## THE PROBLEM
State the count of lines in this material that hold the string "outlines" and add nothing.

## MATERIAL PROVIDED
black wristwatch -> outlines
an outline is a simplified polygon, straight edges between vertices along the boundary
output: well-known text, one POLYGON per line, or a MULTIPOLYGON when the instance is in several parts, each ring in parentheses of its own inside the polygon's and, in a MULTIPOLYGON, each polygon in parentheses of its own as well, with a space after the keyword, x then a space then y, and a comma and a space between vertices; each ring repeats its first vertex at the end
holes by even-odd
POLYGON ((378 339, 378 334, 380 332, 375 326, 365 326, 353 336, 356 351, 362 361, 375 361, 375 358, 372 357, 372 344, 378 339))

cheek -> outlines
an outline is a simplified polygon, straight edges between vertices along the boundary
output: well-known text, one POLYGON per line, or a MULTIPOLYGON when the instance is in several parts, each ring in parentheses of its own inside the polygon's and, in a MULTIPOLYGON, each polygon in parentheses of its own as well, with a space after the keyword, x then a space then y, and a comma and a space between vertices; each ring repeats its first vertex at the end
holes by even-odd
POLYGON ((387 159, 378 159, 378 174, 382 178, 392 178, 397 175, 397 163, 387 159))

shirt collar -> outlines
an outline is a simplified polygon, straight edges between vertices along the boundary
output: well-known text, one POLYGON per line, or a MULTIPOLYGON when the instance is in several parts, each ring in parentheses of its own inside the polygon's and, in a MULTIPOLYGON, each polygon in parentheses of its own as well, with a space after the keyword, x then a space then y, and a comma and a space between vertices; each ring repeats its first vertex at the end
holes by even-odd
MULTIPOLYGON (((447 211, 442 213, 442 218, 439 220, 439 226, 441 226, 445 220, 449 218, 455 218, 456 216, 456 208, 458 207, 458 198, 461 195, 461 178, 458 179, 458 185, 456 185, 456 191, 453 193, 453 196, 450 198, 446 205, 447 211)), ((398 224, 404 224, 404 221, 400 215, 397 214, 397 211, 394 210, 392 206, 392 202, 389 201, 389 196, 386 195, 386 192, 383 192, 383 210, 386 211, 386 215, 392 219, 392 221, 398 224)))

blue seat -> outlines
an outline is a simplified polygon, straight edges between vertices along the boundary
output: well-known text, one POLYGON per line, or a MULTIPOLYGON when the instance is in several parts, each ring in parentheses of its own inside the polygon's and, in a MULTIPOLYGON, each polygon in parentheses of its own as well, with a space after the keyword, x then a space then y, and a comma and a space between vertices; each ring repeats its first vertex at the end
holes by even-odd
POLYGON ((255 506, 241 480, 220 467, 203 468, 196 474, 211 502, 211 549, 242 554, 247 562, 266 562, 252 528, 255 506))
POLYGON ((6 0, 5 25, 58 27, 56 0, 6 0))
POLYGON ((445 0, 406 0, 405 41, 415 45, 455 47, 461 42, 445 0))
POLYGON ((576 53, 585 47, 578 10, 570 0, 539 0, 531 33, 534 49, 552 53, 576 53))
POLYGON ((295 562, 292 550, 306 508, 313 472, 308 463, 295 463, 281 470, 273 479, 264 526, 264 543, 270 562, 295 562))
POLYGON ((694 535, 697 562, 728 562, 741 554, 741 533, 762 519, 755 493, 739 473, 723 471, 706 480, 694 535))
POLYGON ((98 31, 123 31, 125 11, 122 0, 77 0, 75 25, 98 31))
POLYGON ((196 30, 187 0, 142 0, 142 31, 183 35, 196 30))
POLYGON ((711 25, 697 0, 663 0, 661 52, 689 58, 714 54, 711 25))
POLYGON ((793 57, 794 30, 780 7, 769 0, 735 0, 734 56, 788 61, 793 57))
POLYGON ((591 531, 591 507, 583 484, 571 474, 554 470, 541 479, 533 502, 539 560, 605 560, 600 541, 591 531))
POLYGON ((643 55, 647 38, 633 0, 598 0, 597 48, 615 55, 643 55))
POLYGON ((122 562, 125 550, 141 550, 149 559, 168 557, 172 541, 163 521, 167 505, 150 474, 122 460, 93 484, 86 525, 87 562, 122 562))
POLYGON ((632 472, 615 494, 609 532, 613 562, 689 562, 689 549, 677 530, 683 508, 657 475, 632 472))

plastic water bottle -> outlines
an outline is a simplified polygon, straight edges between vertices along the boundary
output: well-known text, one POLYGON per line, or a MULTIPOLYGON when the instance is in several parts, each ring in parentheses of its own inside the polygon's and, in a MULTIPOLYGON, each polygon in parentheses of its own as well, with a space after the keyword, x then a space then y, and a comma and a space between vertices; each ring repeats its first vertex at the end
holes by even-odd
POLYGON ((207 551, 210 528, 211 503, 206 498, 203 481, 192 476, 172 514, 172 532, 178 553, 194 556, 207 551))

## TASK RESPONSE
5